- _Text under study_:
******

In an ideal world, McMurtry says, the industry would look very different.
Importantly, focusing on improving access and inclusion for neurodiverse athletes should be considered as one part of wider efforts to improve inclusion for all groups, across the board.
“In general, there would be more opportunities for people to participate from diverse backgrounds,” McMurtry says.
Other ways of making the industry more inclusive could mean paying attention to universal design, which makes any environment easier to process and more accessible to those who access it. Ensuring that coaches are properly trained and aware is also key.
“It’s about embedding universal design in your comms, your training centres, everything, and making sure coaches are really educated on neurodiversity,” says McMurtry.
A neuroinclusive sports industry is also an opportunity for creativity.
“We could even expand our repertoire – we can create new and more inclusive sports,” McMurtry says. “Why not think outside the box, and think what might be more autistic-friendly, or more ADHD-friendly?”
Critically, taking an approach that understands and supports neuroinclusivity will lay the groundwork for a more inclusive sport for everyone.
“There’s a saying I really like — ‘A rising tide lifts all boats’,” McMurtry says. “Raising the bar on how we treat people and facilitate each other is only going to help everyone.”
To help the industry move from where it is today to a more neuroinclusive future, Neurodiverse Sport focuses on awareness raising, campaigning, and education.
The team provides workshops for sports organisations on neurodiversity and neuroinclusion, and consults with individuals, teams and businesses on neuroinclusion and performance.
McMurtry hopes that this work to raise awareness will change the landscape for other neurodiverse athletes.
“I hope these things together will reduce the likelihood that someone will go through what I went through,” she says.
Recent projects include a pilot programme with the UK Sports Institute, running workshops with different Olympic teams to raise awareness of neurodiversity.
Neurodiverse Sport also collaborates with universities and researchers to expand the understanding of neurodiversity in sport.

******

- _Source data_:
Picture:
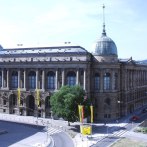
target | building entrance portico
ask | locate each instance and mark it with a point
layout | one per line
(30, 105)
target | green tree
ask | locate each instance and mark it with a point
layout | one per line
(64, 103)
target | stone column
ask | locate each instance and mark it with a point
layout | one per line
(43, 80)
(2, 78)
(77, 77)
(56, 84)
(19, 79)
(63, 77)
(84, 82)
(37, 79)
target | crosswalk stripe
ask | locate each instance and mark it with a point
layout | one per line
(53, 131)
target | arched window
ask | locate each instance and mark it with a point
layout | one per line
(14, 79)
(115, 81)
(0, 79)
(107, 81)
(97, 81)
(51, 80)
(32, 80)
(108, 101)
(71, 78)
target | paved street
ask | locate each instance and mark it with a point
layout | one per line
(22, 135)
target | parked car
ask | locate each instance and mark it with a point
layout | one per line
(134, 118)
(144, 110)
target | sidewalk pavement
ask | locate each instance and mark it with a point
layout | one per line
(73, 130)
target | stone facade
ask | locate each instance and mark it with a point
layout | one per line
(116, 87)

******

- _Work to complete_:
a - In the passage on neuroinclusive sport, rewrite the part starting at "The team provides" and ending at "awareness of neurodiversity.", with "workshops" changed to "seminars".
b - Continue the passage on neuroinclusive sport from the point where it stops.

- _Results by task_:
a -
The team provides seminars for sports organisations on neurodiversity and neuroinclusion, and consults with individuals, teams and businesses on neuroinclusion and performance.
McMurtry hopes that this work to raise awareness will change the landscape for other neurodiverse athletes.
“I hope these things together will reduce the likelihood that someone will go through what I went through,” she says.
Recent projects include a pilot programme with the UK Sports Institute, running seminars with different Olympic teams to raise awareness of neurodiversity.

b -
The team has worked with organisations including the University of Reading’s Autism Research Centre, and have supported individual researchers on projects focusing on the stressors faced by neurodivergent athletes and the lived experiences of neurodiverse athletes in high-performance sport.
In November last year, McMurtry received the Innovation Award at UK Sport’s PLx Awards, which recognised the ‘significant impact’ of Neurodiverse Sport’s work.
Plans for the future
While there is still a long way to go, McMurtry says that the conversation around neurodiversity is changing.
Making neuroinclusion a reality means putting into practice diversity, equity & inclusion (DE&I) policies, many of which have been developed in recent years.
“I think there’s been a lot of ‘diversity-washing’ – saying something and then not doing anything,” McMurtry says. “The DE&I policies over the past 10 years have definitely paved the way, they’ve put the structures in place, and now it’s time to light the fire.”
In future, the small team at Neurodiverse Sport hope to be able to broaden their impact and work on more initiatives and campaigns.
McMurtry is optimistic about the potential of sport to make a difference.
“Sport is a universal language,” McMurtry says. “The message you put out through sport is incredibly powerful, so I’m excited to see what that looks like.”
Most importantly, neuroinclusion is a crucial element of sustainability.
“It’s about doing the right thing and not just living for yourself and this moment,” McMurtry says. “It’s about thinking about who comes after you, what kind of life they’re going to be able to live, and how what you’re doing impacts that.”